## start Data for processing

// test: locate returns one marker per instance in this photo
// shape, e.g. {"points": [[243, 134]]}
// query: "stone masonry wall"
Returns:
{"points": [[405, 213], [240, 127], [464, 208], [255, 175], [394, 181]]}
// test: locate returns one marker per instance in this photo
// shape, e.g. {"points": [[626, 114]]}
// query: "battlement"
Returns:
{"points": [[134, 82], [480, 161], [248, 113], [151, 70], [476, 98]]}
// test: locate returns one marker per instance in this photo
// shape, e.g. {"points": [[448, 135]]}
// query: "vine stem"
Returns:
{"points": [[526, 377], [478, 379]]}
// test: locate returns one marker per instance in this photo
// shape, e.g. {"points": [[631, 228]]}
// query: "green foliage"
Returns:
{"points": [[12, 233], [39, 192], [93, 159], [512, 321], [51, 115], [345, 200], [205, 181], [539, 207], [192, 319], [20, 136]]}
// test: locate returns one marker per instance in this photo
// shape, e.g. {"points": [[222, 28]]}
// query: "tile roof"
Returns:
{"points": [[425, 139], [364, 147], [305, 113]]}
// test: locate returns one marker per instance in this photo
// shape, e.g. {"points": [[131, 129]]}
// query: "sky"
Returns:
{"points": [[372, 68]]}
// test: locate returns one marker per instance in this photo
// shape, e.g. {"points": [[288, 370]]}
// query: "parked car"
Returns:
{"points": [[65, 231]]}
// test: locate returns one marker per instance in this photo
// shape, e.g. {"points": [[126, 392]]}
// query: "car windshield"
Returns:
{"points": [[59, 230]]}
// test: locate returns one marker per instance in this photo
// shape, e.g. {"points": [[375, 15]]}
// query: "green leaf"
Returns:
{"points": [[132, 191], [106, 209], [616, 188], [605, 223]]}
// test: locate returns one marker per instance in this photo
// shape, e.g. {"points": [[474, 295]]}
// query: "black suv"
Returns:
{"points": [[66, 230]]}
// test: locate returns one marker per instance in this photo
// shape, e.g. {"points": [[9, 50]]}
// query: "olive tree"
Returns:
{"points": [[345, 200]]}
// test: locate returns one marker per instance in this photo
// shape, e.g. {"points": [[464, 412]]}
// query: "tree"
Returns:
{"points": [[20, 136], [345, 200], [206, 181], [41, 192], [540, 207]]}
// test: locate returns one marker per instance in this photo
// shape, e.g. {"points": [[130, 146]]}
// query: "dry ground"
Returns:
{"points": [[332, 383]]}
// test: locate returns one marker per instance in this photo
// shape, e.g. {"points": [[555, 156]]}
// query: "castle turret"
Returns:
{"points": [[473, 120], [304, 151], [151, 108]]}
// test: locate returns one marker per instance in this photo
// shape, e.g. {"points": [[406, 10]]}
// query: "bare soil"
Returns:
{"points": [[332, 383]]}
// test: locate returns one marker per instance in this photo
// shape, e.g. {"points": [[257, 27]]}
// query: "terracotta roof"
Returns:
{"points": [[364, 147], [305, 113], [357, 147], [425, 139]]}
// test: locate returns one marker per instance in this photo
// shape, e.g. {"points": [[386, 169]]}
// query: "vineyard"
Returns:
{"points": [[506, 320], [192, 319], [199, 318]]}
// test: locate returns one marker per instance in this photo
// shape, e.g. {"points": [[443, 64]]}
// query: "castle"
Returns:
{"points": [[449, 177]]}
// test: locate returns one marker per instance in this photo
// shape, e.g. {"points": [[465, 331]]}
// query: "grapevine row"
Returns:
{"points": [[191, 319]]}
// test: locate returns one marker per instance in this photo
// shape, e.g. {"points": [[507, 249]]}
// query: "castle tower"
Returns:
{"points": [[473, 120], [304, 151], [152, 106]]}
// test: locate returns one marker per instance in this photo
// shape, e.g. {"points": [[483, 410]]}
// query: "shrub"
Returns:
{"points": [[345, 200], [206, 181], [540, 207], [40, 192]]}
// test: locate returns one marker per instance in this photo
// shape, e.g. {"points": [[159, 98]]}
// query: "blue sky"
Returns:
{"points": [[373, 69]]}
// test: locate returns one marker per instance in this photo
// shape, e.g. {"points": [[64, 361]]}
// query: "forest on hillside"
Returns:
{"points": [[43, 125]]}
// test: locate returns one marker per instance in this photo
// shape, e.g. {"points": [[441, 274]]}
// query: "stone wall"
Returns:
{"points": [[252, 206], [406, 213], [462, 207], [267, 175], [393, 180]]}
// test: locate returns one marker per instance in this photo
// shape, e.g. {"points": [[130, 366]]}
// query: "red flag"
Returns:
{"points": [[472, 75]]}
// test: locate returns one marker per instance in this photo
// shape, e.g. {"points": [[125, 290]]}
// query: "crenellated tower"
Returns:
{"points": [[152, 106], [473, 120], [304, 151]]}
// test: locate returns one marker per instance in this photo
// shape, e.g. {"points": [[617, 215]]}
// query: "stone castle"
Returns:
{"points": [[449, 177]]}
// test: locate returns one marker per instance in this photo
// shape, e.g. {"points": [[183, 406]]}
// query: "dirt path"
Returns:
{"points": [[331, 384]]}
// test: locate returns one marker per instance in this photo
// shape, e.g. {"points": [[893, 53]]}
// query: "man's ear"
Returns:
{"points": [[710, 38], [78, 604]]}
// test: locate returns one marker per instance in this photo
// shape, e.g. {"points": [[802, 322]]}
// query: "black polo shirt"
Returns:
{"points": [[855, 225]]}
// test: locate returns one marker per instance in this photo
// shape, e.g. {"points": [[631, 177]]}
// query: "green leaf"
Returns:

## end Data for processing

■ Your goal ■
Tally the lines above that contain the word "wall" and give only that number.

■ Result ■
2